* Kurze Aufgabe
Bitte entnehmen Sie den Einträgen unten jede Zeile, die das Wort „gate“ enthält.

* Quelldaten
:::::
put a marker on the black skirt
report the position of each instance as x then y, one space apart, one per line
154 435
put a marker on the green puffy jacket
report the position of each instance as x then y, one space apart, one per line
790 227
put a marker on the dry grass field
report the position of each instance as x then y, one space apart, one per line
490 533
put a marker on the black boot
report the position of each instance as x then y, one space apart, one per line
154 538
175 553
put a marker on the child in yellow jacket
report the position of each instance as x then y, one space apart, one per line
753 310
:::::
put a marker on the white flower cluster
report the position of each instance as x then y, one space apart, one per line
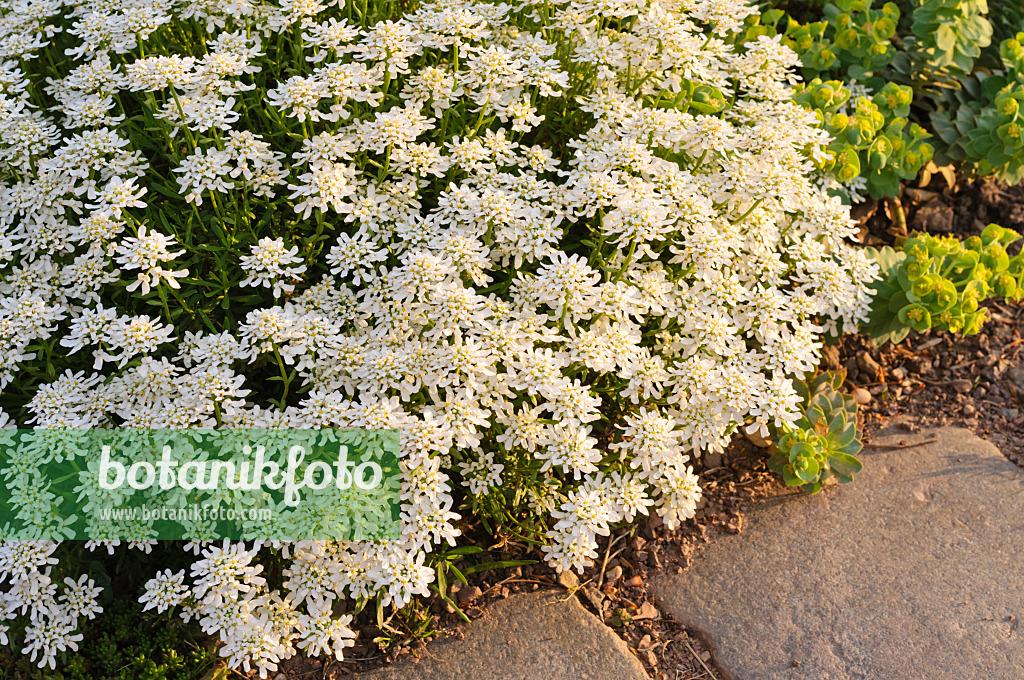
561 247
:::::
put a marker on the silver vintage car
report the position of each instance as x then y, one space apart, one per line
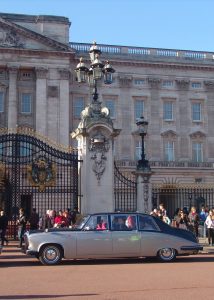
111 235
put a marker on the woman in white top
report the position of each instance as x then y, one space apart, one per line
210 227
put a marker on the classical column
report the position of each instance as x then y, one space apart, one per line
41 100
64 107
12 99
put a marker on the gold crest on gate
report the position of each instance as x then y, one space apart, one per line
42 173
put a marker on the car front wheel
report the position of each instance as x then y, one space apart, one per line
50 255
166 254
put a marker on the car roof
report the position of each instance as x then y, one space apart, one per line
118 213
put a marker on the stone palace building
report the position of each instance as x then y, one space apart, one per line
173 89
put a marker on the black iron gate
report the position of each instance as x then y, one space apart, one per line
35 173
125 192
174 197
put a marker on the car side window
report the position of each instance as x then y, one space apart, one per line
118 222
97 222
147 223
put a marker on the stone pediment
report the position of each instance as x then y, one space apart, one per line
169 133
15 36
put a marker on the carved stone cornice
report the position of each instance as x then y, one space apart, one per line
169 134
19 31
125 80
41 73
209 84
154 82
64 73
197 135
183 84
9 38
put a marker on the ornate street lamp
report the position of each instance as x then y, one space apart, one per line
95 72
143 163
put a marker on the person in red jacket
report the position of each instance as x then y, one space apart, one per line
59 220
:::::
* Richtige Antwort
put a marker on the gold crest on gate
put a marker on the black iron gate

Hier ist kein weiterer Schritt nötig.